▸ Written problem A
In the rows that follow, copy out the lines from the one with "ear in the image below." through the one with "xmin=67 ymin=146 xmax=76 ymax=155", both included, with no changes.

******

A duration_changed event is sent whenever there is a new value for the "normal" duration of the clip. Typically, this will only occur when the current url in use changes and the sound data has been loaded, indicating that the clip is playing a different sound source. The duration is the length of time in seconds for one cycle of the audio for a pitch set to 1.0. Changing the pitch field will not trigger a duration_changed event. A duration value of "−1" implies that the sound data has not yet loaded or the value is unavailable for some reason. A duration_changed event shall be generated if the AudioClip node is loaded when the X3D file is read or the AudioClip node is added to the scene graph.

The isActive field may be used by other nodes to determine if the clip is currently active. If an AudioClip is active, it shall be playing the sound corresponding to the sound time (i.e., in the sound's local time system with sample 0 at time 0):

    t = (now − startTime) modulo (duration / pitch)

16.4.2 Sound

Sound : X3DSoundNode {
  SFVec3f [in,out] direction  0 0 1 (-∞,∞)
  SFFloat [in,out] intensity  1     [0,1]
  SFVec3f [in,out] location   0 0 0 (-∞,∞)
  SFFloat [in,out] maxBack    10    [0,∞)
  SFFloat [in,out] maxFront   10    [0,∞)
  SFNode  [in,out] metadata   NULL  [X3DMetadataObject]
  SFFloat [in,out] minBack    1     [0,∞)
  SFFloat [in,out] minFront   1     [0,∞)
  SFFloat [in,out] priority   0     [0,1]
  SFNode  [in,out] source     NULL  [X3DSoundSourceNode]
  SFBool  []       spatialize TRUE
}

The Sound node specifies the spatial presentation of a sound in a X3D scene. The sound is located at a point in the local coordinate system and emits sound in an elliptical pattern (defined by two ellipsoids). The ellipsoids are oriented in a direction specified by the direction field. The shape of the ellipsoids may be modified to provide more or less directional focus from the location of the sound.

The source field specifies the sound source for the Sound node. If the source field is not specified, the Sound node will not emit audio. The source field shall specify either an AudioClip node or a MovieTexture node. If a MovieTexture node is specified as the sound source, the MovieTexture shall refer to a movie format that supports sound (EXAMPLE  MPEG-1Systems, see ISO/IEC 11172-1).

The intensity field adjusts the loudness (decibels) of the sound emitted by the Sound node.  The intensity field has a value that ranges from 0.0 to 1.0 and specifies a factor which shall be used to scale the normalized sample data of the sound source during playback. A Sound node with an intensity of 1.0 shall emit audio at its maximum loudness (before attenuation), and a Sound node with an intensity of 0.0 shall emit no audio. Between these values, the loudness should increase linearly from a -20 dB change approaching an intensity of 0.0 to a 0 dB change at an intensity of 1.0.

NOTE  This is different from the traditional definition of intensity with respect to sound; see [SNDA].

The priority field provides a hint for the browser to choose which sounds to play when there are more active Sound nodes than can be played at once due to either limited system resources or system load. 16.2 Concepts describes a recommended algorithm for determining which sounds to play under such circumstances. The priority field ranges from 0.0 to 1.0, with 1.0 being the highest priority and 0.0 the lowest priority.

******

▸ Written problem B
According to the X3D sound passage, which two kinds of node can the source field of a Sound node specify?

▸ Input material
******

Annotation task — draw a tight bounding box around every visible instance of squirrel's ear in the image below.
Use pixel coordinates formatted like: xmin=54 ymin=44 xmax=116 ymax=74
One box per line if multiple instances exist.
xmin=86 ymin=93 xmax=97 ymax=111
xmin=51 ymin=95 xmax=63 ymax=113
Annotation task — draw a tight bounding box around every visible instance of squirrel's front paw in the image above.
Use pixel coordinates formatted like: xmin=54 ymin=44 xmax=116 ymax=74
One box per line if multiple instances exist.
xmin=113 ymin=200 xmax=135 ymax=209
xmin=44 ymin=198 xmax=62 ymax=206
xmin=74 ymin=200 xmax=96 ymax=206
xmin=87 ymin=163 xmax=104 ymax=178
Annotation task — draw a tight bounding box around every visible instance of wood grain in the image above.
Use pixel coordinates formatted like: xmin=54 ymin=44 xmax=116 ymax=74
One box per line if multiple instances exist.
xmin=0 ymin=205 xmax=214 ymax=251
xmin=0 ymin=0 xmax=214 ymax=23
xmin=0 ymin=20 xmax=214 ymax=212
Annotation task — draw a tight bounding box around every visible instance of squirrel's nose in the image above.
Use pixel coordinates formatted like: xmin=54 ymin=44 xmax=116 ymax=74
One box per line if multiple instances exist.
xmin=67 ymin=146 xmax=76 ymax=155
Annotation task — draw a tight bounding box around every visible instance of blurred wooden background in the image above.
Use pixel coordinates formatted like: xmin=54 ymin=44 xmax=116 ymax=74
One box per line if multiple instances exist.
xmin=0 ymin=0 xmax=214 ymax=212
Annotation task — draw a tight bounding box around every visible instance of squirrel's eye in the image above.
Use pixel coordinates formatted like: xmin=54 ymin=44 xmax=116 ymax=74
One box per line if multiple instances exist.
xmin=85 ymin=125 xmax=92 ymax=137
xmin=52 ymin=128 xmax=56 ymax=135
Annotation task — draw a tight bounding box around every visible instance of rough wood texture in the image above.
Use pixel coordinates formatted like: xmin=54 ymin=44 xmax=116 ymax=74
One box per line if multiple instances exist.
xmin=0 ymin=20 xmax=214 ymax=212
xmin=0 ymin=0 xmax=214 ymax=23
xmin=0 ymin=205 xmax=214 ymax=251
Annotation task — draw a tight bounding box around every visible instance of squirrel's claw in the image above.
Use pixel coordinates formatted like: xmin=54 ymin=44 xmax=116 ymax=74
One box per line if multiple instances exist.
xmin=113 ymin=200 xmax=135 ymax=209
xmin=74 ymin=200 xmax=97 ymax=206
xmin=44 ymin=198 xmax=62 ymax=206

******

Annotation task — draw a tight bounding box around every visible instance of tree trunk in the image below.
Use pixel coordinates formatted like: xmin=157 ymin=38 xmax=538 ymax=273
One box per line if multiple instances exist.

******

▸ Expected output A
Annotation task — draw a tight bounding box around every visible instance of squirrel's ear in the image below.
Use pixel coordinates formatted like: xmin=54 ymin=44 xmax=116 ymax=74
One box per line if multiple instances exist.
xmin=86 ymin=93 xmax=97 ymax=111
xmin=51 ymin=95 xmax=63 ymax=113
Annotation task — draw a tight bounding box around every visible instance of squirrel's front paw in the image above.
Use pixel coordinates formatted like: xmin=54 ymin=44 xmax=116 ymax=74
One box per line if multiple instances exist.
xmin=113 ymin=200 xmax=135 ymax=209
xmin=44 ymin=198 xmax=62 ymax=206
xmin=74 ymin=200 xmax=96 ymax=206
xmin=87 ymin=163 xmax=104 ymax=178
Annotation task — draw a tight bounding box around every visible instance of wood grain in the image above.
Use pixel coordinates formatted like: xmin=54 ymin=44 xmax=116 ymax=74
One box per line if multiple instances exist.
xmin=0 ymin=205 xmax=214 ymax=251
xmin=0 ymin=0 xmax=214 ymax=23
xmin=0 ymin=20 xmax=214 ymax=212
Annotation task — draw a tight bounding box around every visible instance of squirrel's nose in the image above.
Use pixel coordinates formatted like: xmin=54 ymin=44 xmax=116 ymax=74
One box per line if multiple instances exist.
xmin=67 ymin=146 xmax=76 ymax=155

▸ Expected output B
An AudioClip node or a MovieTexture node.